--- start Records to use ---

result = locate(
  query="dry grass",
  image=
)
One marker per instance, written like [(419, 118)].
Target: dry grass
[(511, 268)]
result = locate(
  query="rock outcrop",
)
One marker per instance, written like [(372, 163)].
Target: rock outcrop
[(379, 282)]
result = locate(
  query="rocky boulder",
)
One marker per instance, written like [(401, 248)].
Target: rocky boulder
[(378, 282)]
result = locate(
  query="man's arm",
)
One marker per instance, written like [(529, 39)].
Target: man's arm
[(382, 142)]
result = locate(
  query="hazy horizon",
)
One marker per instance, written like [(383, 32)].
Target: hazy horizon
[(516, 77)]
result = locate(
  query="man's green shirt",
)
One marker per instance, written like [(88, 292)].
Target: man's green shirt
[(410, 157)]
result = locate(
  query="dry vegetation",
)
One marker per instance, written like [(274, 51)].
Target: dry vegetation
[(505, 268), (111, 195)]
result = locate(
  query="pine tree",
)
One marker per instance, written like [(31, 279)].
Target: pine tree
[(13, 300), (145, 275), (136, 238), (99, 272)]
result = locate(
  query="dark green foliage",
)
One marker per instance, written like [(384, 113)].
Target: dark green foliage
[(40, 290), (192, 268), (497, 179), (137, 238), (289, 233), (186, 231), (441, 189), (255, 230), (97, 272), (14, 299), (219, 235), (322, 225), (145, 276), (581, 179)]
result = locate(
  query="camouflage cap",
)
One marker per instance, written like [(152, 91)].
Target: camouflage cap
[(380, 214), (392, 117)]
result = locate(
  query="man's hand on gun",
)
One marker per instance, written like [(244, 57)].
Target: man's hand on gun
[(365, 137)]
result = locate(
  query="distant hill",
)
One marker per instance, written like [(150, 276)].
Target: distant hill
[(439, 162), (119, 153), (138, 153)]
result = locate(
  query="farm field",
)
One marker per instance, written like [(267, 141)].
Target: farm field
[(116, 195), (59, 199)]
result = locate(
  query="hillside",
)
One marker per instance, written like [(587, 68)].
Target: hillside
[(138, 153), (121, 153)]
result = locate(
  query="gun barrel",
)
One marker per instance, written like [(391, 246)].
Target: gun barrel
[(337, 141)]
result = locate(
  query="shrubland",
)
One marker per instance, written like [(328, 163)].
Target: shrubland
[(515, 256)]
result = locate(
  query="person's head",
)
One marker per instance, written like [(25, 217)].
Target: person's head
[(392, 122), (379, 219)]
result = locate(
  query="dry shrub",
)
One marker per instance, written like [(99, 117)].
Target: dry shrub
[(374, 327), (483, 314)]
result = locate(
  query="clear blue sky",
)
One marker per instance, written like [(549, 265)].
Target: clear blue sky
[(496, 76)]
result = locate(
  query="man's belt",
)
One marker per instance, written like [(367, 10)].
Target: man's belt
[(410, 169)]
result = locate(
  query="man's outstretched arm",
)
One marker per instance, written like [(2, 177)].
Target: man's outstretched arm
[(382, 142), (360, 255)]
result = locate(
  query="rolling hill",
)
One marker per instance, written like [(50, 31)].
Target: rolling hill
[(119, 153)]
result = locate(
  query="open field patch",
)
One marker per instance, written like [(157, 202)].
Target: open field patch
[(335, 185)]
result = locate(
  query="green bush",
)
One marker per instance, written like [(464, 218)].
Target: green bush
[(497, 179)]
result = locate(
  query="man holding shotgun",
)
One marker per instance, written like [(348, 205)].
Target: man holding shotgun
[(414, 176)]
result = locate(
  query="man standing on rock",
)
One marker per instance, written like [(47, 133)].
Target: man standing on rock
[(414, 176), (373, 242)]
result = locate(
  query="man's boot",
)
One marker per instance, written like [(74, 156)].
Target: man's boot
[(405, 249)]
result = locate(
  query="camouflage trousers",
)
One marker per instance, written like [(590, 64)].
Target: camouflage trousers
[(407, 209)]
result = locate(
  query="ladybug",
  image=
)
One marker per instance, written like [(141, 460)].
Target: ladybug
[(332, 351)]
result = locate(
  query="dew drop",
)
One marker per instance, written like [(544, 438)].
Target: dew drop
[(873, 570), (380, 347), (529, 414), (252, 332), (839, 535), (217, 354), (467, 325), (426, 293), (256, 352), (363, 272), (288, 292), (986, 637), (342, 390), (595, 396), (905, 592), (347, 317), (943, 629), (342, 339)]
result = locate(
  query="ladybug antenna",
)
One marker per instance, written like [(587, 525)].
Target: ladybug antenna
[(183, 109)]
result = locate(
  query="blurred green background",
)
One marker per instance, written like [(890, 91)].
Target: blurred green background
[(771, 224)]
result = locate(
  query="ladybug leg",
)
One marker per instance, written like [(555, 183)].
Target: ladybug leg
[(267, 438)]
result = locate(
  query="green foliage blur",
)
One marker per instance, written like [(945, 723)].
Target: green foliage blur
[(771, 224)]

--- end Records to use ---

Report how many lines in the listing contain the word "blue", giving only the number.

2